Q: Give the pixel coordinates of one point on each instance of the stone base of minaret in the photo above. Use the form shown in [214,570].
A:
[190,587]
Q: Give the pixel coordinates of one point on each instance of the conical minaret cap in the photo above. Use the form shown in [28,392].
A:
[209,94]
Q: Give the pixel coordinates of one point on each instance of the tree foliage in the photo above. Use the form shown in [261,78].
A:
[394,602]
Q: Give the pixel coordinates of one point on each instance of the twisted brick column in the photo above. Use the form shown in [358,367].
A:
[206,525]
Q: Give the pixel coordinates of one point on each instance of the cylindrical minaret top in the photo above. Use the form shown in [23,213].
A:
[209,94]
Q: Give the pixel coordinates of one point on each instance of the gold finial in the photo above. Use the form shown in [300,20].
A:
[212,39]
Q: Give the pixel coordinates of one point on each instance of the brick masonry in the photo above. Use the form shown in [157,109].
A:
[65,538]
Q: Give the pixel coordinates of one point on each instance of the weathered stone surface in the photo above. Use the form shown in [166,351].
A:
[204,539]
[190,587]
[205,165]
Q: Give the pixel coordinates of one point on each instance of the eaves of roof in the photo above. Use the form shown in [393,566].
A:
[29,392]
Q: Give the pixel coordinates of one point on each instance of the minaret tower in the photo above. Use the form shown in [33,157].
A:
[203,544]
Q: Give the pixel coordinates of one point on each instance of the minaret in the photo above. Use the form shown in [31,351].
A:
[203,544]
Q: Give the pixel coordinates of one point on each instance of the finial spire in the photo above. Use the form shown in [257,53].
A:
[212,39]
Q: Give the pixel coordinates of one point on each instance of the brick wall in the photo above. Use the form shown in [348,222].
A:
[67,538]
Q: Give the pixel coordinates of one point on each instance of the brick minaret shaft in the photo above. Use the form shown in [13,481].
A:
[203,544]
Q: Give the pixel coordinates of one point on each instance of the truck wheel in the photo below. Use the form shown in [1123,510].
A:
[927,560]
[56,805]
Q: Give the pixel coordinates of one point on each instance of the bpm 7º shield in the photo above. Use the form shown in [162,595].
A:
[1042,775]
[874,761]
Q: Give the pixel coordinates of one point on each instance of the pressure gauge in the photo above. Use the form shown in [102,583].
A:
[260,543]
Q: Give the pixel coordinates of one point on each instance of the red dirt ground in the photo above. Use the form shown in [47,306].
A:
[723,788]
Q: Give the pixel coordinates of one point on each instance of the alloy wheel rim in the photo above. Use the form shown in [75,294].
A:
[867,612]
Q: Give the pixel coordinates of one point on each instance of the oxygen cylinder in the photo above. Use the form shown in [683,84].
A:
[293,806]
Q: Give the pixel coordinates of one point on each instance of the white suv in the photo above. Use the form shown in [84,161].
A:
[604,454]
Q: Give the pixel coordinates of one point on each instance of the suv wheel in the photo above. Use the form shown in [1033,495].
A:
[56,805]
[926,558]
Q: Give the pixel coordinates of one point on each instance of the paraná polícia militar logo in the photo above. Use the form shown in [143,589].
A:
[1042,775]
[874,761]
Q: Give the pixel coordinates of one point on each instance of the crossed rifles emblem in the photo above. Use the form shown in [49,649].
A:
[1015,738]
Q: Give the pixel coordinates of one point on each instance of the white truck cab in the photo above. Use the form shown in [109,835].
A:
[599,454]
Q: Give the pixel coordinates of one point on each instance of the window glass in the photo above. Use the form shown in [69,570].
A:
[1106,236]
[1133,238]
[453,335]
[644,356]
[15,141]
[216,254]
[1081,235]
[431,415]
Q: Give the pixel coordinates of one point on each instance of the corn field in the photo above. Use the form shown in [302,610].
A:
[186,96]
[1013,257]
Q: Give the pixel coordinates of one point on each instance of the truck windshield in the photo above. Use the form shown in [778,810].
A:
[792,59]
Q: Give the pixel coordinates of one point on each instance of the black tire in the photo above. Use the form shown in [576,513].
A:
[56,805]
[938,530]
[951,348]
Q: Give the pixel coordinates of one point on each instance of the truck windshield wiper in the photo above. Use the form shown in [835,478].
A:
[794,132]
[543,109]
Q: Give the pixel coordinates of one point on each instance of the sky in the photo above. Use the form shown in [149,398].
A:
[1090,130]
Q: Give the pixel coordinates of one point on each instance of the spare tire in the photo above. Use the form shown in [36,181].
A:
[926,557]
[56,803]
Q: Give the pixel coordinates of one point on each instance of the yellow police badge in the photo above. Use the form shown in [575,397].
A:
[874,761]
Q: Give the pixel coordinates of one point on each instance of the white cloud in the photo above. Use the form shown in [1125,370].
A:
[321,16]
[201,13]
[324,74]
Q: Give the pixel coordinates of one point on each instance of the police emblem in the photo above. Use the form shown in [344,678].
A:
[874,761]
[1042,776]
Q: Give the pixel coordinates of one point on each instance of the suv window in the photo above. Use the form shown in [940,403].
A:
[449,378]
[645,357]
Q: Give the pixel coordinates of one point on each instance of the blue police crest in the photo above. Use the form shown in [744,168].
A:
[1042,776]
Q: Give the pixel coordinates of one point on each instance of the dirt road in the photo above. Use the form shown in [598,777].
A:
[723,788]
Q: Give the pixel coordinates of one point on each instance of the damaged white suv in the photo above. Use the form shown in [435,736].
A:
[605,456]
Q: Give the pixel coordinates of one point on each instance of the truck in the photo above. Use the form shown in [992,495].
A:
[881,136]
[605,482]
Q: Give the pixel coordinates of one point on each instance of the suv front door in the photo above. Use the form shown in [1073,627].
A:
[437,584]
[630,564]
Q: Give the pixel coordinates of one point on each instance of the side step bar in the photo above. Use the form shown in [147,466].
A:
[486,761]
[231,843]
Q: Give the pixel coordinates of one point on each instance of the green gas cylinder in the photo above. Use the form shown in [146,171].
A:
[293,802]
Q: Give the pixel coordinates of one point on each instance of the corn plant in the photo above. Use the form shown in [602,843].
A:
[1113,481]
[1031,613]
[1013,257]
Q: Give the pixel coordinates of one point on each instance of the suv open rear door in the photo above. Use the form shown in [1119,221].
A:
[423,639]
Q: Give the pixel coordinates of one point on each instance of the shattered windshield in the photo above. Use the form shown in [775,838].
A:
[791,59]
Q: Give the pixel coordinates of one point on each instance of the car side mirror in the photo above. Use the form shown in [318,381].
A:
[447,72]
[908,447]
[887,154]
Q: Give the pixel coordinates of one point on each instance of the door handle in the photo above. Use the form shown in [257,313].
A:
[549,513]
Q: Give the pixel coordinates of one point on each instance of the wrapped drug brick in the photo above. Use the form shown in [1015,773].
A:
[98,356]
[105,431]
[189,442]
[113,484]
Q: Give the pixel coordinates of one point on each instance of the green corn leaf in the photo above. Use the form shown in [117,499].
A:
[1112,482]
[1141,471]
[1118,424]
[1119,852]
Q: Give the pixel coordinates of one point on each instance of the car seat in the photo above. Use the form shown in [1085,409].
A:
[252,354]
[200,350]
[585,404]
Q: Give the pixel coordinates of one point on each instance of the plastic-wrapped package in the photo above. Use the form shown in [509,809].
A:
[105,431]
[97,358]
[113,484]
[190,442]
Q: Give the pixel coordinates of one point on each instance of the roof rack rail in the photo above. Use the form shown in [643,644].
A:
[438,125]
□ □ □ □ □ □ □
The request. Can you write out every one of the items above word for word, changing nothing?

Completed task.
Q: Give the pixel coordinates of one point on each instance of the stone base of minaret in the photo above. Use the form shown in [214,570].
A:
[190,587]
Q: Give the pixel coordinates of one point on each instance of the conical minaret cap in the photo above. Use the form shown in [28,392].
A:
[209,94]
Q: Give the pixel coordinates of one point on each instance of the tree foliage in the photo above. Use the form shown in [261,78].
A:
[394,602]
Q: Give the pixel coordinates of one point on each instance of the twisted brick column in the photo above. Use the form shown in [358,367].
A:
[206,525]
Q: Give the pixel coordinates of one point on each instance of the cylindrical minaret top in the photo above. Use the form shown in [23,213].
A:
[209,94]
Q: Give the pixel coordinates of one point on each instance of the gold finial in the photo above. Use the form shown in [300,20].
A:
[212,39]
Q: Give the pixel coordinates of one point on each instance of the brick masonry in the photo above. Use the form shown in [157,109].
A:
[65,538]
Q: Give the pixel coordinates of one point on each instance of the weathered stone surface in the photo above. Use the form shown in [166,351].
A:
[204,539]
[190,587]
[205,165]
Q: Give the pixel coordinates of one point on each instance of the eaves of roof in the photo above. Use the form shown in [393,566].
A:
[29,392]
Q: Give the pixel coordinates of one point on each instance of the minaret tower in the photo above. Use the form shown in [33,157].
A:
[203,544]
Q: Give the pixel coordinates of one point on each instance of the minaret in the photo above. Use the form shown in [31,351].
A:
[203,544]
Q: Give the pixel coordinates of one point on each instance of the finial spire in the photo above. Use the form shown in [257,53].
A:
[212,39]
Q: Give the pixel coordinates of one point on each instance of the brick wall in the photo above. Use the form shown in [348,222].
A:
[67,538]
Q: Give the pixel coordinates of one point on each instance of the brick minaret shaft in the photo above. Use the form shown in [13,481].
A:
[203,544]
Q: Give the pixel coordinates of one point on each instance of the truck wheel in the photo below. Use the form shown in [1123,510].
A:
[927,560]
[56,805]
Q: Give the pixel coordinates of one point on each instance of the bpm 7º shield in the photo above. Use the form shown in [162,595].
A:
[1042,775]
[874,761]
Q: Give the pixel coordinates of one point on each instance of the pressure gauge in the photo above. Use the form shown in [102,583].
A:
[260,543]
Q: Give the pixel coordinates of one point on each instance of the red dirt ground in the photo above. Use the form shown in [47,306].
A:
[723,788]
Q: Give the pixel coordinates of one point on each instance of the alloy wheel rim in the photo above. Use the form shown in [75,294].
A:
[867,612]
Q: Give the pixel coordinates of one point on each instance of the oxygen cylinder in the photo above. Use the form shown in [683,84].
A:
[293,806]
Q: Give the pixel coordinates of one point on each instance of the white suv in the photo above. Use the form shown in [84,161].
A:
[604,454]
Q: Give the pixel coordinates of one point on each instance of the suv wheel in the photo above. Use the form shown in [1033,495].
A:
[56,805]
[926,558]
Q: Give the pixel coordinates of one point on each instance of the paraná polícia militar logo in the photo above. Use the form shown in [143,589].
A:
[1042,775]
[874,761]
Q: Give the pixel coordinates of one point on each instance of the crossed rifles emblem in the photo above. Use the form shown in [49,649].
A:
[1015,738]
Q: Give the pixel coordinates of one point on each instance of the white truck cab in the photo above. Use the form shown in [109,835].
A:
[599,454]
Q: Give the pixel coordinates of one point on each instance of the window glass in the photo above. Use the form shown in [69,570].
A:
[1106,236]
[1133,238]
[453,335]
[644,356]
[15,141]
[216,254]
[1081,235]
[431,415]
Q: Give the pixel coordinates of one point on each instance of the corn field in the photo above. Use the form shown in [302,610].
A:
[186,96]
[1013,257]
Q: Give the pixel coordinates of one point on each instance of the truck windshield in the photo above. Use the form shown in [778,810].
A:
[792,59]
Q: Give the pixel coordinates of one point on each instance of the black tire in the photo above. Use the form shown in [576,513].
A:
[56,805]
[938,530]
[951,348]
Q: Give the pixel coordinates of one point on each instance of the truck windshield wiper in the photo above. Use the form shown in [835,478].
A:
[794,132]
[543,109]
Q: Give the pixel coordinates of one point on each instance of the sky in the photo above. Use the form shown in [149,398].
A:
[1090,130]
Q: Give the pixel coordinates of one point on each instance of the spare tire in the photo above. Use the form shown in [36,181].
A:
[926,557]
[56,803]
Q: Give the pixel coordinates of one point on each instance of the yellow police badge in the photo above. Use the form shown in [575,397].
A:
[874,761]
Q: Give the pixel coordinates of one point on each instance of the white cloud in the photo above. Use the form shown in [1125,370].
A:
[321,16]
[201,13]
[324,74]
Q: Give the pixel coordinates of one point on each instance of the police emblem in the photo above. Use the form shown in [344,678].
A:
[874,761]
[1042,776]
Q: Give the pixel coordinates of one point on each instance of the suv window in the photo above. Use the form shown in [940,403].
A:
[449,378]
[645,357]
Q: Give the pixel coordinates of one point on each instance of the blue police crest in the photo above. Use the form shown in [744,168].
A:
[1042,776]
Q: Give the pixel coordinates of one point on each instance of the dirt road in the photo above. Use the form shown in [598,777].
A:
[723,788]
Q: Give the pixel coordinates of one point on each instance of the damaged white suv in the photo above. Use the form shown in [435,736].
A:
[605,456]
Q: Give the pixel coordinates of one point on each instance of the truck in the photo above. Use the form shown in [992,495].
A:
[881,136]
[605,482]
Q: Give the pixel coordinates of one point on each instance of the suv front door in the photo above. Use the form shown in [1073,627].
A:
[437,584]
[630,564]
Q: Give the pixel coordinates of one point on each instance of the side step bar in the photo above. Use the form shown in [147,466].
A:
[486,761]
[231,843]
Q: Give the pixel coordinates of one point on each instance of the green gas cylinder in the photo above. Use the form shown in [146,171].
A:
[293,802]
Q: Give the pixel coordinates of one point on each instance of the corn plant in the photo above. Use the form shown in [602,843].
A:
[1113,481]
[1031,613]
[1013,257]
Q: Give the pixel coordinates of one point on each instance of the suv open rear door in the photo above. Use the form shown in [1119,221].
A:
[423,639]
Q: Give the pixel coordinates of one point on each instance of the shattered windshield in the photo above. Use the form shown in [775,838].
A:
[791,59]
Q: Give the pixel coordinates of one point on each instance of the car side mirror in the photo above. Use the form shown in [318,381].
A:
[447,72]
[908,447]
[887,154]
Q: Give the pixel coordinates of one point on each instance of the door handle in the photo above. Use the form shown in [257,313].
A:
[549,513]
Q: Give the pixel coordinates of one point on each instance of the wrapped drug brick in the photo above. Use the form shown in [1015,773].
A:
[98,356]
[105,431]
[189,442]
[113,484]
Q: Give the pixel coordinates of one point on each instance of the green corn leaf in the photo above. Use the form shown in [117,499].
A:
[1112,482]
[1141,471]
[1118,424]
[1119,852]
Q: Give the pixel coordinates of one point on each instance of the car seat in the photo above. Use the form shown in [1085,409].
A:
[252,354]
[200,350]
[585,404]
Q: Give the pixel coordinates of one point on each instance of the plastic-wrapped package in the photo above. Use the form shown in [509,809].
A:
[105,431]
[97,358]
[113,484]
[190,442]
Q: Give the pixel coordinates of one point on each instance of the roof rack rail in the photo above. Use the form shown in [643,644].
A:
[438,125]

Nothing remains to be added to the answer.